-- Aim a --
Gather every line in the rows below that contains the word "brick", and copy each of those lines in full.

-- Selected passage --
-=-=-

A 14 year-old girl from Maine, Julia Bloom, collected 84,000 signatures on Change.org to ask Seventeen to show at least one unaltered photo in each issue of their magazine. The concern here is to lessen the exposure of young girls to unrealistic images of female bodies, images that affect their judgments of themselves and how they look. The magazine denied ever altering the appearance of the face or figure of their models but they offered a Body Peace Treaty spelling out an agreement to only use Photoshop to alter objects, such as fabric wrinkles or stray wisps of hair.

 

In the old days, people could only see their reflection in a pond, shop windows, or on the surface of a shiny object. But nowadays, we're exposed to the continuous media images of other people's bodies, and instant cell phone snapshots, and video footage of our own. It's hard not to feel that these reflections are telling us "you are not thefairest of them all. Infact you're old, fat, and ugly."

-=-=-

-- Aim b --
Resume the passage above about body image and media pictures, and carry it on from its last sentence.

-=-=-

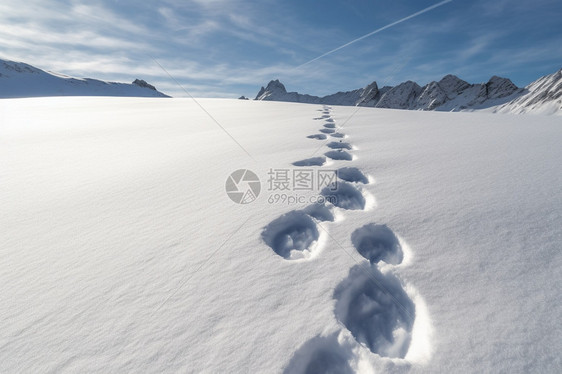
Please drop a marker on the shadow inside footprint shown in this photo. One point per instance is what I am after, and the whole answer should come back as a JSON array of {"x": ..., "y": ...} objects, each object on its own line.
[
  {"x": 313, "y": 161},
  {"x": 376, "y": 310},
  {"x": 377, "y": 243},
  {"x": 339, "y": 155},
  {"x": 352, "y": 174},
  {"x": 321, "y": 355},
  {"x": 345, "y": 196},
  {"x": 317, "y": 136},
  {"x": 293, "y": 231},
  {"x": 338, "y": 145}
]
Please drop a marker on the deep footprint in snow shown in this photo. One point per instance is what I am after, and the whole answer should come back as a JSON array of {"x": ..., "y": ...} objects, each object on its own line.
[
  {"x": 377, "y": 243},
  {"x": 337, "y": 135},
  {"x": 339, "y": 145},
  {"x": 313, "y": 161},
  {"x": 376, "y": 310},
  {"x": 351, "y": 174},
  {"x": 339, "y": 155},
  {"x": 318, "y": 136},
  {"x": 345, "y": 196},
  {"x": 321, "y": 355},
  {"x": 290, "y": 234}
]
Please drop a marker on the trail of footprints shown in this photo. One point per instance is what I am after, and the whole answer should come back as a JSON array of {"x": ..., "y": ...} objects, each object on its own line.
[{"x": 370, "y": 303}]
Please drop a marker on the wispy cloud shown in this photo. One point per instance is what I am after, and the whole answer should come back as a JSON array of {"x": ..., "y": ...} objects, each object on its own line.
[{"x": 232, "y": 47}]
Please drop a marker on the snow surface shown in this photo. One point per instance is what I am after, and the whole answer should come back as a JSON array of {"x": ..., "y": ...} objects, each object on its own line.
[
  {"x": 19, "y": 80},
  {"x": 121, "y": 251}
]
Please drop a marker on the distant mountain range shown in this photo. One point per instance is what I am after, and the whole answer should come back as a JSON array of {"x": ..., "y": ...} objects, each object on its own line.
[
  {"x": 18, "y": 79},
  {"x": 451, "y": 93}
]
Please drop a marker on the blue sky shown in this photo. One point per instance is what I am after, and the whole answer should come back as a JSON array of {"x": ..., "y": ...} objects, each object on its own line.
[{"x": 228, "y": 48}]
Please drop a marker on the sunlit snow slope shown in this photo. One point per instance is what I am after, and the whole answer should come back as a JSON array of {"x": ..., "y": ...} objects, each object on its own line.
[{"x": 121, "y": 251}]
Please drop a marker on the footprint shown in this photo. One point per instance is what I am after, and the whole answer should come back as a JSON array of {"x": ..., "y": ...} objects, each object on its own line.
[
  {"x": 318, "y": 136},
  {"x": 345, "y": 196},
  {"x": 377, "y": 243},
  {"x": 321, "y": 355},
  {"x": 338, "y": 145},
  {"x": 337, "y": 135},
  {"x": 313, "y": 161},
  {"x": 376, "y": 310},
  {"x": 352, "y": 174},
  {"x": 291, "y": 235},
  {"x": 339, "y": 155}
]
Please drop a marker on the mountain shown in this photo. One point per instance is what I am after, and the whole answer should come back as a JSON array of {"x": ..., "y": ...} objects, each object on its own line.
[
  {"x": 275, "y": 91},
  {"x": 449, "y": 94},
  {"x": 542, "y": 96},
  {"x": 18, "y": 79}
]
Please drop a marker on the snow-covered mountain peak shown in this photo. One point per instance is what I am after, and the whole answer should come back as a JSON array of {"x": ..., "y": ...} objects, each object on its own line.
[
  {"x": 498, "y": 87},
  {"x": 11, "y": 68},
  {"x": 448, "y": 94},
  {"x": 18, "y": 79},
  {"x": 542, "y": 96},
  {"x": 401, "y": 96}
]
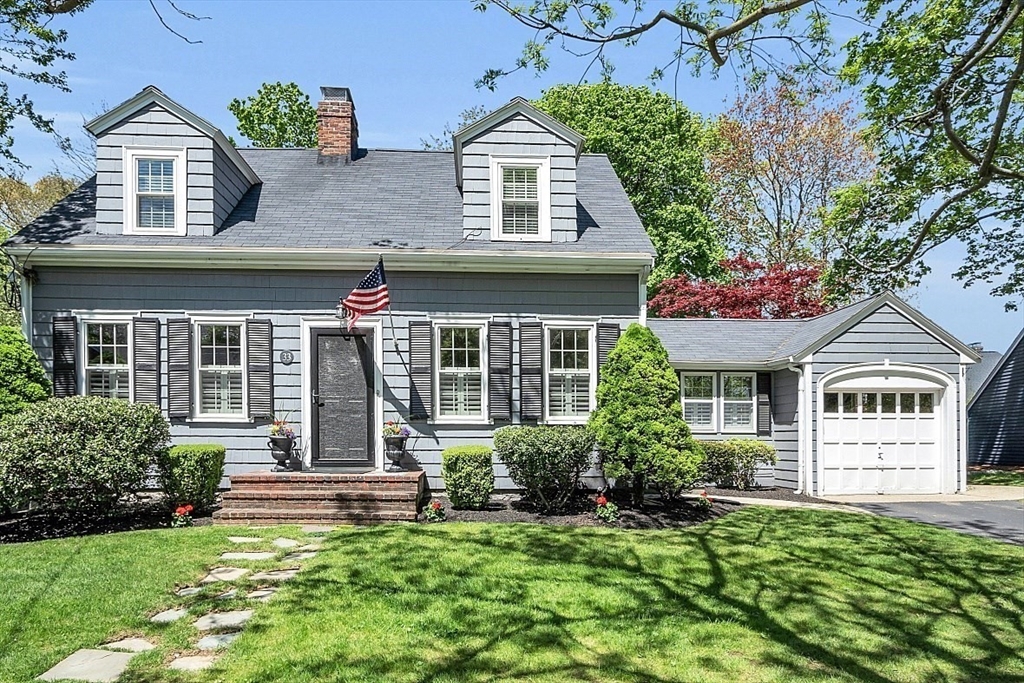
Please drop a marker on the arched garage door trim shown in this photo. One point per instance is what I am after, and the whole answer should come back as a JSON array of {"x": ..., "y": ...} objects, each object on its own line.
[{"x": 895, "y": 375}]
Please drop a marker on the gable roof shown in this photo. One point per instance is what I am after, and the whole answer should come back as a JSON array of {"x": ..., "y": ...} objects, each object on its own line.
[
  {"x": 515, "y": 107},
  {"x": 767, "y": 342},
  {"x": 997, "y": 368},
  {"x": 151, "y": 94}
]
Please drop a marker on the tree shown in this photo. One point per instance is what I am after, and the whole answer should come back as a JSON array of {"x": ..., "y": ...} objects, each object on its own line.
[
  {"x": 942, "y": 90},
  {"x": 641, "y": 435},
  {"x": 657, "y": 148},
  {"x": 751, "y": 290},
  {"x": 278, "y": 116},
  {"x": 783, "y": 153}
]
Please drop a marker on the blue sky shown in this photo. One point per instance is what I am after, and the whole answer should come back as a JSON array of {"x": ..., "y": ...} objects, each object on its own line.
[{"x": 411, "y": 67}]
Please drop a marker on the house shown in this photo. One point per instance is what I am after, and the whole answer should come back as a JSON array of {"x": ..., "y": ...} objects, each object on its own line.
[
  {"x": 995, "y": 412},
  {"x": 867, "y": 398},
  {"x": 205, "y": 280}
]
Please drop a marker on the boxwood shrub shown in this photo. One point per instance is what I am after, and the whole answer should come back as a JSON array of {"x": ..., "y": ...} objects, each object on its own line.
[
  {"x": 735, "y": 462},
  {"x": 546, "y": 462},
  {"x": 469, "y": 476},
  {"x": 82, "y": 454},
  {"x": 192, "y": 473}
]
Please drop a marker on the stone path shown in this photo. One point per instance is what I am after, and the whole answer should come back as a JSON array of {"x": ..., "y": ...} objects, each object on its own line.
[{"x": 107, "y": 665}]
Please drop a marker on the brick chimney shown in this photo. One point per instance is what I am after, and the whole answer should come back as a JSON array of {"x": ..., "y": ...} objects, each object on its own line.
[{"x": 336, "y": 125}]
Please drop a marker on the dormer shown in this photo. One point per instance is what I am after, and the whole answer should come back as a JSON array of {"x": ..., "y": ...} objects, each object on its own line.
[
  {"x": 516, "y": 168},
  {"x": 161, "y": 170}
]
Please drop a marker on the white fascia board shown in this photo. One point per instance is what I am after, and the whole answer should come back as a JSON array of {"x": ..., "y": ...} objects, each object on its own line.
[{"x": 196, "y": 256}]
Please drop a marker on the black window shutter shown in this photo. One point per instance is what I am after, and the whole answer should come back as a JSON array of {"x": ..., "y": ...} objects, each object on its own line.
[
  {"x": 530, "y": 371},
  {"x": 145, "y": 360},
  {"x": 500, "y": 371},
  {"x": 607, "y": 336},
  {"x": 65, "y": 356},
  {"x": 421, "y": 382},
  {"x": 179, "y": 368},
  {"x": 764, "y": 403},
  {"x": 259, "y": 360}
]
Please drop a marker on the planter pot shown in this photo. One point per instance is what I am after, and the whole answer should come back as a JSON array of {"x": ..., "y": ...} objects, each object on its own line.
[{"x": 394, "y": 449}]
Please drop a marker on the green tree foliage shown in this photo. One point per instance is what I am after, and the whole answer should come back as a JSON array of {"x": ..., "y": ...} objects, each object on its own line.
[
  {"x": 23, "y": 379},
  {"x": 657, "y": 147},
  {"x": 280, "y": 115},
  {"x": 641, "y": 435}
]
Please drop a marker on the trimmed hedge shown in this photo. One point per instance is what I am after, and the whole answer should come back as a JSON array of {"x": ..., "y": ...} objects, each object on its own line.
[
  {"x": 192, "y": 473},
  {"x": 469, "y": 476},
  {"x": 546, "y": 462},
  {"x": 735, "y": 462},
  {"x": 82, "y": 454},
  {"x": 23, "y": 379}
]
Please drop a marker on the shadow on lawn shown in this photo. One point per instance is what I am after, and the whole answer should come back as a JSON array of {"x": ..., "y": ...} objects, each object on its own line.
[{"x": 822, "y": 598}]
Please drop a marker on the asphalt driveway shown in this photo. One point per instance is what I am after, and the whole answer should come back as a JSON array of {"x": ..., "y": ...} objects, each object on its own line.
[{"x": 1003, "y": 520}]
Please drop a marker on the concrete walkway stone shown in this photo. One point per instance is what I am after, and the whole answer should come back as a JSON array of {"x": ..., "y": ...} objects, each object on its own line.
[
  {"x": 275, "y": 574},
  {"x": 215, "y": 621},
  {"x": 248, "y": 556},
  {"x": 194, "y": 663},
  {"x": 168, "y": 615},
  {"x": 224, "y": 573},
  {"x": 130, "y": 645},
  {"x": 217, "y": 641},
  {"x": 92, "y": 666}
]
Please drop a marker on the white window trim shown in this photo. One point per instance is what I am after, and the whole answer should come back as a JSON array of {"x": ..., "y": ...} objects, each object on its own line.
[
  {"x": 753, "y": 429},
  {"x": 197, "y": 416},
  {"x": 714, "y": 426},
  {"x": 130, "y": 188},
  {"x": 435, "y": 371},
  {"x": 85, "y": 319},
  {"x": 592, "y": 370},
  {"x": 543, "y": 165}
]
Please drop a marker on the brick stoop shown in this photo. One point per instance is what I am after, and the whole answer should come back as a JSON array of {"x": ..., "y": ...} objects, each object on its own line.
[{"x": 313, "y": 498}]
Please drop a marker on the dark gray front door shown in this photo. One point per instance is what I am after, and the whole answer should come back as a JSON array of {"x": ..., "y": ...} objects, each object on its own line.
[{"x": 342, "y": 400}]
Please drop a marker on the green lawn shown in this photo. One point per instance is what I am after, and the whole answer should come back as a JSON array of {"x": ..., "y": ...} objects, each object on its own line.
[
  {"x": 760, "y": 595},
  {"x": 996, "y": 478}
]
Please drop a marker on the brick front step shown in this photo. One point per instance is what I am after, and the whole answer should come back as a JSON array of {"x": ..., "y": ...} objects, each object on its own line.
[{"x": 289, "y": 498}]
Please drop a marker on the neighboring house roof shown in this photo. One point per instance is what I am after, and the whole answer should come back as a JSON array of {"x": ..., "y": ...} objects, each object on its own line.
[
  {"x": 765, "y": 342},
  {"x": 387, "y": 200},
  {"x": 995, "y": 370}
]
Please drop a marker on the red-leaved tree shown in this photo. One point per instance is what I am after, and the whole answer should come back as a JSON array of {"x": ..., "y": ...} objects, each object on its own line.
[{"x": 750, "y": 290}]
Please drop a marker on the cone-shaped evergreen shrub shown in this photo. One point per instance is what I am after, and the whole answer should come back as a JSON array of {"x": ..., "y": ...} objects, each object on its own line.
[{"x": 641, "y": 435}]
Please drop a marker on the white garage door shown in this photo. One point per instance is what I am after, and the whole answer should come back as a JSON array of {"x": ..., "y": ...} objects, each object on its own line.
[{"x": 881, "y": 441}]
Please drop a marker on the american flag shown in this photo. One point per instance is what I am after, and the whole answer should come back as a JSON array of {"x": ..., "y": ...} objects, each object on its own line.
[{"x": 368, "y": 297}]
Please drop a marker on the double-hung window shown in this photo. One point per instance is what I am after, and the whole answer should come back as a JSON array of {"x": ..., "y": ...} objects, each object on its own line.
[
  {"x": 520, "y": 199},
  {"x": 698, "y": 400},
  {"x": 108, "y": 366},
  {"x": 569, "y": 374},
  {"x": 155, "y": 191},
  {"x": 220, "y": 373},
  {"x": 461, "y": 378}
]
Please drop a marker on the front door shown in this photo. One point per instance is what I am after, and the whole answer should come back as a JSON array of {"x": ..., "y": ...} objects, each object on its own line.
[{"x": 342, "y": 400}]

-=-=-

-- Answer a --
Please drop a marker on the brick chimney shown in this photo. One point per instance is what I am after, and the whole answer should come back as a JSON array of {"x": ..., "y": ...} objects, each object on its own line.
Please drop a marker on the brick stoop shown in this photo. One point per instance is what I am after, and the whole answer should come back as a JSON array of {"x": ..., "y": ...} objects, each object on its own line.
Please drop a marker on the brick front step shown in this photo. One point per instance is what I am after, and the whole answer should come back as a JSON array of {"x": ..., "y": ...} objects, each object on its own line.

-- Answer b --
Art of a girls reflection in Mirror
Art Work by Gavin Dobson

Young girls seem the most vulnerable to distortion, like the skinny African American girl in my InterPlay class at the Boys and Girls Club. She had no curves yet since she was only nine years old. But when we did a dance that involved moving our hips she said, "I can't do that. I'm too fat."

 

 

Known as our body image, these feelings and judgments about our bodies can affect our self-image and our self-esteem. And this isn't limited to teens and young adults, or to girls and women. Whenever the body changes its shape or look, which it does throughout our life, it can be a threat to who we think we are. Having to wear glasses, or hearing aids, or use a cane can challenge who we think we are. A man's receding hairline and eventual baldness involves him being seen sometimes as older than his peers. When I was pregnant, my body didn't feel like my body, and though I knew it was temporary, I didn't feel like myself.

 

So bodies change, and our image of ourselves sometimes has trouble keeping up with that. A common thought when people go to high school reunions is, who are all those old people? They can't be the same age as I am?

 

Through the years the image looking back at me in the mirror has changed and I sometimes wonder who that woman is. She has my father's eyes, so I'm reassured she's at least a relative of who I used to be. I think I can keep a Body Peace Treaty with her.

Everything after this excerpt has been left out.